#### [Stated exercise]
Write every line out verbatim and omit the pictures.

-- Start Recorded information --

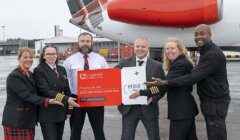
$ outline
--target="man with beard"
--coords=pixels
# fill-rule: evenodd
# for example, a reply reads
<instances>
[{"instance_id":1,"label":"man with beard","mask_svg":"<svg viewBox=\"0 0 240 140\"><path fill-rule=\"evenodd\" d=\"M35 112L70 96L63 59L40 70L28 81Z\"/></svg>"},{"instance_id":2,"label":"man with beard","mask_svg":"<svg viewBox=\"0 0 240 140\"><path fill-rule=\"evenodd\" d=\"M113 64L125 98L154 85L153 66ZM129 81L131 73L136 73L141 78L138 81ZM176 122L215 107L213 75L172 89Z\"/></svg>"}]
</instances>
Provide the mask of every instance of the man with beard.
<instances>
[{"instance_id":1,"label":"man with beard","mask_svg":"<svg viewBox=\"0 0 240 140\"><path fill-rule=\"evenodd\" d=\"M93 37L89 33L81 33L78 36L79 52L67 58L63 64L67 71L72 97L77 98L77 71L108 68L104 57L92 52ZM80 140L86 113L91 123L95 140L105 140L103 123L104 107L74 108L70 117L70 140Z\"/></svg>"},{"instance_id":2,"label":"man with beard","mask_svg":"<svg viewBox=\"0 0 240 140\"><path fill-rule=\"evenodd\" d=\"M221 49L212 42L208 25L195 28L195 42L200 51L199 63L190 74L170 80L153 78L147 85L168 87L188 86L197 83L201 111L206 121L209 140L227 140L226 116L230 103L226 58Z\"/></svg>"}]
</instances>

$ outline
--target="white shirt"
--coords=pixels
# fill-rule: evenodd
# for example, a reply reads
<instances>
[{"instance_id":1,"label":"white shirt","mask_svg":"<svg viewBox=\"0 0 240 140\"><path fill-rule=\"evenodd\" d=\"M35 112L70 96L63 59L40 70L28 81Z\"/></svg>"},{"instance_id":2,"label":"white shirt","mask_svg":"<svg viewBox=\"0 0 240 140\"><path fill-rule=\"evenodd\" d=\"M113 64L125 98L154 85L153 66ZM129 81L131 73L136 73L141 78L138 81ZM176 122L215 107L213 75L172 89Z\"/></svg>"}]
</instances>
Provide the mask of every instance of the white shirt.
<instances>
[{"instance_id":1,"label":"white shirt","mask_svg":"<svg viewBox=\"0 0 240 140\"><path fill-rule=\"evenodd\" d=\"M87 59L90 70L108 68L106 59L98 53L89 53ZM77 95L77 71L84 70L84 55L80 52L73 54L64 61L63 66L67 72L71 93Z\"/></svg>"},{"instance_id":2,"label":"white shirt","mask_svg":"<svg viewBox=\"0 0 240 140\"><path fill-rule=\"evenodd\" d=\"M143 61L142 66L146 67L147 57L145 57L143 59L139 59L138 57L136 57L136 66L138 66L138 61Z\"/></svg>"}]
</instances>

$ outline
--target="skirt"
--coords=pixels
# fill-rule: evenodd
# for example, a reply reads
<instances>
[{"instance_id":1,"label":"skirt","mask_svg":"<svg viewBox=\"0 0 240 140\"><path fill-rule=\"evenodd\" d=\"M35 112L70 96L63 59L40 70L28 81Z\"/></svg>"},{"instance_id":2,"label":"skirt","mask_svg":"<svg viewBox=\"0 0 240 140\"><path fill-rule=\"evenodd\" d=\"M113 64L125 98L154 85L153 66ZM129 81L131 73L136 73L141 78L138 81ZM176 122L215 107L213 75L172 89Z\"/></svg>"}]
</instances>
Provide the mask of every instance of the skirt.
<instances>
[{"instance_id":1,"label":"skirt","mask_svg":"<svg viewBox=\"0 0 240 140\"><path fill-rule=\"evenodd\" d=\"M34 140L35 129L3 126L4 140Z\"/></svg>"}]
</instances>

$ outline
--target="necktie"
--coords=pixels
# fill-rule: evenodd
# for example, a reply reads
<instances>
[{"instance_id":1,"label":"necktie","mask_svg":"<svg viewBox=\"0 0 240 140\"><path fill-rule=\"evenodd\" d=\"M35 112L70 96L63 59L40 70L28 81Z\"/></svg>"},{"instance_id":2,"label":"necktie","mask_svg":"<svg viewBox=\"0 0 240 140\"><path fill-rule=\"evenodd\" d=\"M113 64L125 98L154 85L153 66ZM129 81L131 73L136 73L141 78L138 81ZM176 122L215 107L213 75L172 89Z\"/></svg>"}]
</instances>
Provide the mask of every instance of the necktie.
<instances>
[{"instance_id":1,"label":"necktie","mask_svg":"<svg viewBox=\"0 0 240 140\"><path fill-rule=\"evenodd\" d=\"M84 70L88 70L89 69L89 65L88 65L88 55L84 55Z\"/></svg>"},{"instance_id":2,"label":"necktie","mask_svg":"<svg viewBox=\"0 0 240 140\"><path fill-rule=\"evenodd\" d=\"M138 60L138 66L142 66L144 61Z\"/></svg>"},{"instance_id":3,"label":"necktie","mask_svg":"<svg viewBox=\"0 0 240 140\"><path fill-rule=\"evenodd\" d=\"M53 70L54 70L54 72L56 73L57 78L59 78L59 73L58 73L58 71L57 71L57 68L53 68Z\"/></svg>"}]
</instances>

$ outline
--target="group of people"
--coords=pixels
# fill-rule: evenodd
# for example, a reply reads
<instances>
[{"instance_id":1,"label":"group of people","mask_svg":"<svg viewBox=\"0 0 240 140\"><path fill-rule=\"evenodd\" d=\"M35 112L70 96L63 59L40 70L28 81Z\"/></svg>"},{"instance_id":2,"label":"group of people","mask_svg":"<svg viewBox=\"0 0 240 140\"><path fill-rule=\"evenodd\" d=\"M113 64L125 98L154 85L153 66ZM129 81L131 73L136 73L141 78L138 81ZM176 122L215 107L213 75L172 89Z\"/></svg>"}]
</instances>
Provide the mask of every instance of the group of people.
<instances>
[{"instance_id":1,"label":"group of people","mask_svg":"<svg viewBox=\"0 0 240 140\"><path fill-rule=\"evenodd\" d=\"M121 140L135 139L140 120L148 139L160 140L158 101L165 94L170 120L169 140L197 140L195 116L199 112L191 94L195 83L208 139L227 140L225 119L230 96L225 56L212 42L208 25L198 25L194 36L200 51L197 65L176 37L169 37L164 44L163 64L148 57L149 42L145 37L135 40L134 56L118 63L116 68L145 67L147 85L146 90L135 90L129 97L147 96L147 105L122 104L118 107L122 114ZM80 140L86 114L95 139L105 140L104 107L81 108L76 103L77 71L109 66L104 57L92 51L91 34L81 33L78 46L79 52L67 58L63 66L58 65L57 48L45 46L33 73L30 71L32 51L20 49L19 66L7 78L7 101L2 119L5 140L33 140L37 122L40 122L45 140L61 140L67 118L70 118L70 140Z\"/></svg>"}]
</instances>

-- End Recorded information --

#### [Written answer]
$ outline
--target="man with beard"
--coords=pixels
# fill-rule: evenodd
# for example, a reply reads
<instances>
[{"instance_id":1,"label":"man with beard","mask_svg":"<svg viewBox=\"0 0 240 140\"><path fill-rule=\"evenodd\" d=\"M35 112L70 96L63 59L40 70L28 81Z\"/></svg>"},{"instance_id":2,"label":"man with beard","mask_svg":"<svg viewBox=\"0 0 240 140\"><path fill-rule=\"evenodd\" d=\"M113 64L125 98L154 85L153 66ZM129 81L131 73L136 73L141 78L138 81ZM176 122L215 107L213 75L172 89Z\"/></svg>"}]
</instances>
Provide the mask of every instance of the man with beard.
<instances>
[{"instance_id":1,"label":"man with beard","mask_svg":"<svg viewBox=\"0 0 240 140\"><path fill-rule=\"evenodd\" d=\"M93 37L89 33L81 33L78 36L79 52L67 58L63 64L67 71L72 97L77 98L77 71L108 68L104 57L92 52ZM80 140L86 113L91 123L95 140L105 140L103 123L104 107L74 108L70 117L70 140Z\"/></svg>"},{"instance_id":2,"label":"man with beard","mask_svg":"<svg viewBox=\"0 0 240 140\"><path fill-rule=\"evenodd\" d=\"M221 49L212 42L208 25L195 28L195 42L200 51L199 63L190 74L170 80L153 78L147 85L168 87L188 86L197 83L201 111L206 121L209 140L227 140L226 116L230 103L226 58Z\"/></svg>"}]
</instances>

$ outline
--target="white shirt"
--coords=pixels
# fill-rule: evenodd
# for example, a reply reads
<instances>
[{"instance_id":1,"label":"white shirt","mask_svg":"<svg viewBox=\"0 0 240 140\"><path fill-rule=\"evenodd\" d=\"M35 112L70 96L63 59L40 70L28 81Z\"/></svg>"},{"instance_id":2,"label":"white shirt","mask_svg":"<svg viewBox=\"0 0 240 140\"><path fill-rule=\"evenodd\" d=\"M113 64L125 98L154 85L153 66ZM129 81L131 73L136 73L141 78L138 81ZM176 122L215 107L213 75L172 89Z\"/></svg>"}]
</instances>
Provide the mask of every instance of the white shirt.
<instances>
[{"instance_id":1,"label":"white shirt","mask_svg":"<svg viewBox=\"0 0 240 140\"><path fill-rule=\"evenodd\" d=\"M87 59L90 70L108 68L106 59L98 53L89 53ZM77 95L77 71L84 70L84 55L80 52L73 54L64 61L63 66L67 72L71 93Z\"/></svg>"},{"instance_id":2,"label":"white shirt","mask_svg":"<svg viewBox=\"0 0 240 140\"><path fill-rule=\"evenodd\" d=\"M143 61L142 66L146 67L147 57L145 57L143 59L139 59L138 57L136 57L136 66L138 66L138 61Z\"/></svg>"}]
</instances>

$ outline
--target="skirt"
--coords=pixels
# fill-rule: evenodd
# for example, a reply reads
<instances>
[{"instance_id":1,"label":"skirt","mask_svg":"<svg viewBox=\"0 0 240 140\"><path fill-rule=\"evenodd\" d=\"M35 112L70 96L63 59L40 70L28 81Z\"/></svg>"},{"instance_id":2,"label":"skirt","mask_svg":"<svg viewBox=\"0 0 240 140\"><path fill-rule=\"evenodd\" d=\"M113 64L125 98L154 85L153 66ZM129 81L131 73L136 73L141 78L138 81ZM176 122L215 107L213 75L172 89Z\"/></svg>"}]
</instances>
Provide the mask of every instance of the skirt.
<instances>
[{"instance_id":1,"label":"skirt","mask_svg":"<svg viewBox=\"0 0 240 140\"><path fill-rule=\"evenodd\" d=\"M34 140L35 129L3 126L4 140Z\"/></svg>"}]
</instances>

$ outline
--target="necktie"
--coords=pixels
# fill-rule: evenodd
# for example, a reply reads
<instances>
[{"instance_id":1,"label":"necktie","mask_svg":"<svg viewBox=\"0 0 240 140\"><path fill-rule=\"evenodd\" d=\"M35 112L70 96L63 59L40 70L28 81Z\"/></svg>"},{"instance_id":2,"label":"necktie","mask_svg":"<svg viewBox=\"0 0 240 140\"><path fill-rule=\"evenodd\" d=\"M113 64L125 98L154 85L153 66ZM129 81L131 73L136 73L141 78L138 81ZM176 122L215 107L213 75L172 89Z\"/></svg>"}]
</instances>
Provide the mask of every instance of the necktie.
<instances>
[{"instance_id":1,"label":"necktie","mask_svg":"<svg viewBox=\"0 0 240 140\"><path fill-rule=\"evenodd\" d=\"M84 70L88 70L89 69L89 65L88 65L88 55L84 55Z\"/></svg>"},{"instance_id":2,"label":"necktie","mask_svg":"<svg viewBox=\"0 0 240 140\"><path fill-rule=\"evenodd\" d=\"M138 60L138 66L142 66L144 61Z\"/></svg>"},{"instance_id":3,"label":"necktie","mask_svg":"<svg viewBox=\"0 0 240 140\"><path fill-rule=\"evenodd\" d=\"M53 70L54 70L54 72L56 73L57 78L59 78L59 73L58 73L58 71L57 71L57 68L53 68Z\"/></svg>"}]
</instances>

$ outline
--target="group of people"
--coords=pixels
# fill-rule: evenodd
# for example, a reply reads
<instances>
[{"instance_id":1,"label":"group of people","mask_svg":"<svg viewBox=\"0 0 240 140\"><path fill-rule=\"evenodd\" d=\"M35 112L70 96L63 59L40 70L28 81Z\"/></svg>"},{"instance_id":2,"label":"group of people","mask_svg":"<svg viewBox=\"0 0 240 140\"><path fill-rule=\"evenodd\" d=\"M113 64L125 98L154 85L153 66ZM129 81L131 73L136 73L141 78L138 81ZM176 122L215 107L213 75L172 89Z\"/></svg>"}]
</instances>
Provide the mask of every instance of the group of people.
<instances>
[{"instance_id":1,"label":"group of people","mask_svg":"<svg viewBox=\"0 0 240 140\"><path fill-rule=\"evenodd\" d=\"M121 140L135 139L140 120L148 139L160 140L158 101L165 94L170 120L169 140L197 140L195 116L199 112L191 94L195 83L208 139L227 140L225 119L230 96L225 56L212 42L208 25L198 25L194 36L200 51L197 65L176 37L169 37L164 44L163 64L148 57L149 42L145 37L135 40L134 56L118 63L116 68L145 67L147 85L146 90L135 90L129 97L147 96L147 105L122 104L118 107L122 114ZM80 140L86 114L95 139L105 140L104 107L81 108L76 103L77 71L109 66L104 57L92 51L91 34L81 33L78 46L79 52L67 58L63 66L58 65L57 48L45 46L33 73L30 71L32 51L20 49L19 66L7 78L7 101L2 119L5 140L33 140L37 122L40 122L45 140L61 140L67 118L70 118L70 140Z\"/></svg>"}]
</instances>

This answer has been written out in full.